___ Documento de origem
Consegui bolsa de mestrado, com início em maio. Meu dinheiro guardado deu justamente até aí (com a ajuda da bolsa PIBID da minha esposa e de uma ajuda de meu sogro)! Desenvolvi no mestrado, sob orientação do mesmo Dr. Emanuel Fernandes de Lima, uma pesquisa na área de átomos frios. Dois átomos, quando batem, não necessariamente vão "grudar" um no outro. Um dos jeitos de induzir essa ligação química é jogando um laser (na intensidade certa e frequência certa) nesse par de átomos em colisão. Existem métodos que permitem a construção (teórica) de um laser que faz esse processo com 100% de eficiência, mas esse laser é tão "esquisito" (a frequência e intensidade dele variam muito rápido e de modo não óbvio: estamos falando aqui de variações na casa dos picosegundos!) que seria muito difícil implementa-lo em laboratório. Fazendo estudos teóricos (e da-lhe simulações computacionais!), nós buscamos "construir" (na teoria: papel, caneta e computador: nada de laboratórios) uma forma mais simples pra esse laser, e que ainda promovesse uma boa taxa de formação de moléculas. Esse projeto foi bem sucedido e rendeu um artigo na revista Laser Physics.
______
Segundo o documento de origem, em qual revista saiu o artigo que resultou da pesquisa de mestrado sobre átomos frios?
___ Material fornecido
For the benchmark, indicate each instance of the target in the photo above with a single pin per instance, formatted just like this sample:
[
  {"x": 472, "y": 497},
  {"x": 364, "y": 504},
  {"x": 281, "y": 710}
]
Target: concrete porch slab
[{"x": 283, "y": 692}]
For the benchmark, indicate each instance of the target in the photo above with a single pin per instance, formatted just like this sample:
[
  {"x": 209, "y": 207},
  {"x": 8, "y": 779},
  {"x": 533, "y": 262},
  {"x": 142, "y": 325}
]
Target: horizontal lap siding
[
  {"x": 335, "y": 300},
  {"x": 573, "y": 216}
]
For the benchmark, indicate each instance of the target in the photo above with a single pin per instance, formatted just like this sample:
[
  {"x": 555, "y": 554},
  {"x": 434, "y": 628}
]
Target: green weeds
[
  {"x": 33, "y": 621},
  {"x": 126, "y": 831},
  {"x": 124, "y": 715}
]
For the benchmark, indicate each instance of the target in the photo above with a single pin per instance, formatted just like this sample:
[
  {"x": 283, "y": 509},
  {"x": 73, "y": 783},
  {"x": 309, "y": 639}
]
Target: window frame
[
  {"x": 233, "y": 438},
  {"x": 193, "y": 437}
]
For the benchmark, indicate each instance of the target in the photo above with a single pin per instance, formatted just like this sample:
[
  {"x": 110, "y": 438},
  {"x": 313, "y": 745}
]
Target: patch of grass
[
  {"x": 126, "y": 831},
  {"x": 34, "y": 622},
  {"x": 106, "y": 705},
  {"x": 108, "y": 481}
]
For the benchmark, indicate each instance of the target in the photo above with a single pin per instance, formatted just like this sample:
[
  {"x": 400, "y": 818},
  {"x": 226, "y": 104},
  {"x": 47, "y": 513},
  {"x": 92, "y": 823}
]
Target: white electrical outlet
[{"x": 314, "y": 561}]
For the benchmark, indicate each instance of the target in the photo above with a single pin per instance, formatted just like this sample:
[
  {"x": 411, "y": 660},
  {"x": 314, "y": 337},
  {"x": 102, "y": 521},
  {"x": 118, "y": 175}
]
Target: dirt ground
______
# Resultado do exercício
Na revista Laser Physics.